> **Tasks**
(1) In the article about Ojima Abraham's internship, restate the paragraph beginning "Now interning for CK-12 Foundation remotely" more briefly, keeping its main facts.
(2) Carry on the article about Ojima Abraham's internship, picking up right after its final sentence.

> **Passage to read**

Sophomore's Love of Technology Fosters Accessible Education
This story is part of our #FandMForward series documenting our students' and recent grads' resilience, adaptability and perseverance in navigating the obstacles that the COVID-19 pandemic has presented.
Franklin & Marshall College sophomore Ojima Abraham was eager to spend his summer honing his software engineering skills. As a computer science and mathematics joint major, he had successfully landed an internship with CK-12 Foundation, an organization dedicated to empowering students to learn in their own way.
"As a tech enthusiast, I wanted an internship that would further strengthen my interest in building new technologies using the skills I've gained from my computer science and math classes," Abraham said. "This internship seemed like something that would help me explore my interests."
But when COVID-19 struck, Abraham found himself facing a pandemic, unable to go home to Abuja, Nigeria, with an internship on the horizon. He found solace, though, in a fellow rising sophomore who brought him home to Phoenix, where he's been staying since May.
Now interning for CK-12 Foundation remotely from Arizona, Abraham's goal of strengthening his interest in building new technologies continues. As part of the organization's mission, Abraham has been creating interactive learning activities that adapt to individual student performance. Specifically, he has been developing interactive web applets designed to help students practice Algebra 2 concepts. These applets are embedded in lessons to allow students to interact with them and gain a deeper understanding of the material.
"I get to build applets that millions of students who use CK-12 resources would use," Abraham said. "It's really exciting to see how your work directly affects millions of students across the globe."
It's serendipitous that Abraham is interning for an organization dedicated to ensuring great education is accessible to all students; Abraham himself was selected for a program with a similar goal: the EducationUSA Opportunity Funds Program. This program, which is dedicated to assisting talented and determined low-income Nigerian students secure admission and scholarships to attend U.S. colleges and universities, is how Abraham discovered F&M. He was drawn to the liberal arts approach, the quality of classes offered and a relationship forged between his EducationUSA advisers and Carly Rose Hernandez '07, associate dean of international admission. It was at F&M where Abraham dove into his fascination of technology.

> **Given information**

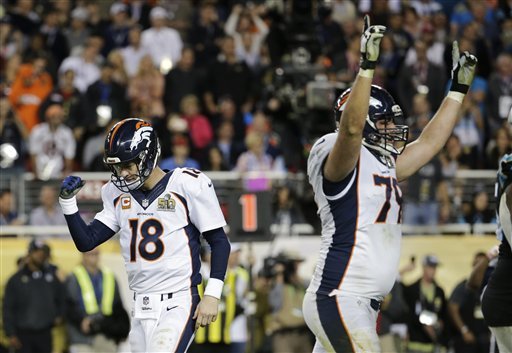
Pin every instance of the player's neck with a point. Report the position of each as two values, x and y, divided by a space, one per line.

> **Solved problems**
(1) Working remotely from Arizona for CK-12 Foundation, Abraham keeps pursuing his goal of building new technologies. He creates interactive learning activities that adapt to each student's performance, mainly web applets for practicing Algebra 2. The applets are embedded in lessons so students can interact with them and understand the material more deeply.

(2)
"I love to solve complex problems— especially mathematical ones," he said. "So I became really interested in understanding why different technologies work the way they do and how they could be made even better. After some research, I learned about the concept of programming. Now I'm very interested in building new technologies that would improve people's daily lives in different ways."
He noted his F&M experience thus far has been invaluable in preparing him for this internship opportunity. Not only did the Office of Student and Post-Graduate Development (OSPGD) help him with his materials and interview preparation, but his coursework has taught him vital problem-solving techniques.
"The problem-solving emphasis of the computer science and mathematics programs at F&M has really helped me approach unfamiliar problems using fundamentals from past problems," he said.
Those techniques proved useful when Abraham encountered COVID-19 obstacles prior to the start of his internship. After navigating the initial turbulence, he reported his experience at CK-12 Foundation has further solidified his interest in pursuing a career in software engineering.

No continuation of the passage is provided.